**PETUNJUK PENGERJAAN:**
A. Salin persis bagian teks tentang konflik etnis di Kalbar yang dimulai dengan kata-kata "Isu konflik etnis" dan berakhir dengan "afiliasi-afiliasi politik seseorang.".
B. Ubah bagian catatan dari baris paling awal sampai baris yang memuat "[[[97,112],[101,117],[129,119],[136,106],[136,64],[98,68]]]", termasuk kedua baris itu, menjadi daftar JSON berisi string, satu string untuk tiap baris. Lewati baris kosong, jangan sertakan gambar, dan jangan ambil baris lain di luar bagian itu.

**TEKS PILIHAN:**
Isu konflik etnis sendiri dalam banyak kasus hanyalah bungkusan dari isu-isu marginalitas dari rasa ketidakadilan dan ketidaksejajaran, baik dalam domain politik, ekonomi, maupun sosial budaya. Banyak sudah penelitian yang membahas hal itu di Kalbar. Saya tidak berpretensi untuk mengulasnya lebih jauh. Namun apabila permasalahan-permasalahan tersebut tidak diagendakan untuk diselesaikan oleh pemerintah daerah di Kalbar, maka dapat dipastikan konflik etnis yang ada di Kalbar suatu saat akan muncul kembali dalam wujud ketidakpuasan yang berbeda. Etnis dalam hal ini menjadi sentimen yang sangat mudah dipicu untuk memwujudkan afiliasi-afiliasi politik seseorang.

Penyelesaian Konflik Yang Tidak Pernah Selesai

Seperti layaknya kasus-kasus konflik yang melibatkan kekerasan komunal lainnya, konflik etnis di Kalbar juga membawa dampak luar biasa pada masyarakatnya. Dampak tersebut telah banyak membawa perubahan yang sungguh luar biasa dalam masyarakat Kalimantan Barat. Sendi-sendi kehidupan masyarakat Kalimantan Barat secara nyata tercapik-capik. Masyarakat Kalimantan Barat yang tadinya dikenal harmonis dan tolerant berubah menjadi masyarakat yang penuh kecurigaan kepada masing etnis.
Sayangnya pemerintah nampaknya tidak mempunyai cukup perhatian untuk bagaimana menata perdamaian agar dapat berkesinambungan. Kalaupun ada biasanya hanya sampai sekedar slogan, atau tertinggal dalam kebijakan yang tidak tahu kapan bagaimana mengimplementasikannya. Seperti penyelesaian kasus-kasus konflik lainnya di Indonesia, pemerintah selalu menganggap bahwa permasalahan konflik akan selesai ketika kesepakatan damai telah tercapai dimeja perundingan oleh para eli-elit kelompok dan penyelesaian untuk permaslahan pengungsi telah diatasi. Simak saja beberapa kasus penyelesaian konflik yang ada di Indonesia. Misalnya kasus Poso dan Maluku. Jalannya perdamaiannya tampak terhenti ditangan pemerintah ketika kesepakatan damai antar relit telah ditandatangani dan penyelesaian pengungsi, dengan pembangunan pemukiman dan pembagian jatah hidup, telah terselesaikan. Persoalan-persoalan bagaimana menjaga perdamaian agar berkesinambungan ini yang menurut hemat saya lebih banyak dimaintain oleh kalangan CSO (Civil Society Organization), berikut kalangan agamawan, dengan ide-ide pluralism dan multiculturalism, serta pendidikan perdamaiannya.

**CATATAN TERSEDIA:**
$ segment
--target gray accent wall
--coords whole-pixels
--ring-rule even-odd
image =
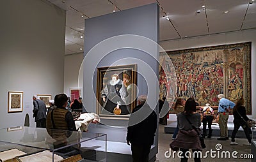
[[[123,34],[135,34],[158,43],[159,18],[159,6],[157,4],[154,3],[85,20],[83,97],[84,105],[87,111],[96,112],[97,68],[111,65],[137,64],[138,71],[141,73],[141,75],[139,75],[137,78],[139,94],[148,94],[148,104],[150,102],[157,101],[158,81],[147,80],[143,78],[143,77],[148,78],[148,76],[145,75],[147,73],[150,73],[150,69],[152,70],[156,77],[158,77],[157,59],[159,58],[159,51],[156,44],[147,47],[147,45],[143,44],[145,43],[143,41],[140,42],[139,45],[132,45],[133,41],[136,41],[135,40],[125,42],[122,39],[119,41],[111,41],[109,39]],[[96,48],[100,49],[95,50],[95,47],[93,47],[104,40],[110,42],[104,43],[102,46],[98,45]],[[125,47],[125,45],[127,48]],[[152,55],[150,55],[147,52],[132,48],[131,47],[132,45],[141,46],[144,48],[147,47],[146,48],[150,48],[154,52],[150,54]],[[149,44],[148,45],[150,46]],[[115,49],[115,48],[111,49],[109,47],[115,46],[116,47]],[[107,54],[104,56],[105,52]],[[144,61],[148,66],[148,68],[146,68],[146,66],[143,66],[139,61]],[[151,93],[147,94],[149,91]],[[158,114],[157,105],[156,110]],[[121,128],[112,127],[108,129],[108,126],[90,124],[90,131],[108,133],[108,140],[126,143],[125,126],[127,126],[128,120],[101,119],[101,121],[104,124]],[[156,146],[153,149],[152,156],[156,155],[157,152],[157,138],[158,135],[156,135],[155,140]]]
[[[1,1],[0,128],[30,126],[35,94],[63,92],[65,11],[45,0]],[[8,91],[24,92],[23,112],[8,113]]]

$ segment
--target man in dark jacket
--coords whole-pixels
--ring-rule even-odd
[[[46,106],[43,101],[37,99],[37,96],[33,96],[34,113],[33,117],[36,123],[36,128],[46,128]]]
[[[126,140],[129,145],[131,144],[134,162],[148,161],[148,154],[151,145],[154,144],[157,128],[157,115],[155,111],[152,110],[149,105],[145,103],[146,100],[146,95],[141,95],[138,97],[138,106],[133,109],[130,119],[134,119],[134,116],[137,115],[137,117],[138,117],[140,112],[138,112],[138,114],[135,112],[141,108],[141,110],[150,112],[150,113],[148,113],[149,115],[140,122],[127,128]]]

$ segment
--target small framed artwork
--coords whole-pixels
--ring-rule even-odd
[[[7,128],[7,131],[17,131],[22,129],[22,126],[15,126],[15,127]]]
[[[8,92],[8,112],[23,111],[23,92]]]
[[[37,94],[38,99],[43,101],[45,104],[46,108],[50,107],[49,101],[52,99],[51,94]]]
[[[71,102],[73,102],[75,99],[81,97],[81,88],[70,88],[69,94]]]
[[[97,112],[101,117],[129,119],[136,106],[136,64],[98,68]]]

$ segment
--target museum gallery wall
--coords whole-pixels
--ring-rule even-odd
[[[246,114],[252,114],[251,48],[247,42],[166,52],[175,68],[176,89],[166,77],[170,71],[166,56],[160,54],[160,98],[169,101],[175,93],[176,98],[193,97],[200,105],[218,106],[217,96],[223,93],[234,102],[244,98]]]

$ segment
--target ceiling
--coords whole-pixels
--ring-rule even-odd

**JAWABAN BERURUTAN:**
A.
Isu konflik etnis sendiri dalam banyak kasus hanyalah bungkusan dari isu-isu marginalitas dari rasa ketidakadilan dan ketidaksejajaran, baik dalam domain politik, ekonomi, maupun sosial budaya. Banyak sudah penelitian yang membahas hal itu di Kalbar. Saya tidak berpretensi untuk mengulasnya lebih jauh. Namun apabila permasalahan-permasalahan tersebut tidak diagendakan untuk diselesaikan oleh pemerintah daerah di Kalbar, maka dapat dipastikan konflik etnis yang ada di Kalbar suatu saat akan muncul kembali dalam wujud ketidakpuasan yang berbeda. Etnis dalam hal ini menjadi sentimen yang sangat mudah dipicu untuk memwujudkan afiliasi-afiliasi politik seseorang.

B.
[
  "$ segment",
  "--target gray accent wall",
  "--coords whole-pixels",
  "--ring-rule even-odd",
  "image =",
  "[[[123,34],[135,34],[158,43],[159,18],[159,6],[157,4],[154,3],[85,20],[83,97],[84,105],[87,111],[96,112],[97,68],[111,65],[137,64],[138,71],[141,73],[141,75],[139,75],[137,78],[139,94],[148,94],[148,104],[150,102],[157,101],[158,81],[147,80],[143,78],[143,77],[148,78],[148,76],[145,75],[147,73],[150,73],[150,69],[152,70],[156,77],[158,77],[157,59],[159,58],[159,51],[156,44],[147,47],[147,45],[143,44],[145,43],[143,41],[140,42],[139,45],[132,45],[133,41],[136,41],[135,40],[125,42],[122,39],[119,41],[111,41],[109,39]],[[96,48],[100,49],[95,50],[95,47],[93,47],[104,40],[110,42],[104,43],[102,46],[98,45]],[[125,47],[125,45],[127,48]],[[152,55],[150,55],[147,52],[132,48],[131,47],[132,45],[141,46],[144,48],[147,47],[146,48],[150,48],[154,52],[150,54]],[[149,44],[148,45],[150,46]],[[115,49],[115,48],[111,49],[109,47],[115,46],[116,47]],[[107,54],[104,56],[105,52]],[[144,61],[148,66],[148,68],[146,68],[146,66],[143,66],[139,61]],[[151,93],[147,94],[149,91]],[[158,114],[157,105],[156,110]],[[121,128],[112,127],[108,129],[108,126],[90,124],[90,131],[108,133],[108,140],[126,143],[125,126],[127,126],[128,120],[101,119],[101,121],[104,124]],[[156,146],[153,149],[152,156],[156,155],[157,152],[157,138],[158,135],[156,135],[155,140]]]",
  "[[[1,1],[0,128],[30,126],[35,94],[63,92],[65,11],[45,0]],[[8,91],[24,92],[23,112],[8,113]]]",
  "$ segment",
  "--target man in dark jacket",
  "--coords whole-pixels",
  "--ring-rule even-odd",
  "[[[46,106],[43,101],[37,99],[37,96],[33,96],[34,113],[33,117],[36,123],[36,128],[46,128]]]",
  "[[[126,140],[129,145],[131,144],[134,162],[148,161],[148,154],[151,145],[154,144],[157,128],[157,115],[155,111],[152,110],[149,105],[145,103],[146,100],[146,95],[141,95],[138,97],[138,106],[133,109],[130,119],[134,119],[134,116],[137,115],[137,117],[138,117],[140,112],[138,112],[138,114],[135,112],[141,108],[141,110],[150,112],[150,113],[148,113],[149,115],[140,122],[127,128]]]",
  "$ segment",
  "--target small framed artwork",
  "--coords whole-pixels",
  "--ring-rule even-odd",
  "[[[7,128],[7,131],[17,131],[22,129],[22,126],[15,126],[15,127]]]",
  "[[[8,92],[8,112],[23,111],[23,92]]]",
  "[[[37,94],[38,99],[43,101],[45,104],[46,108],[50,107],[49,101],[52,99],[51,94]]]",
  "[[[71,102],[73,102],[75,99],[81,97],[81,88],[70,88],[69,94]]]",
  "[[[97,112],[101,117],[129,119],[136,106],[136,64],[98,68]]]"
]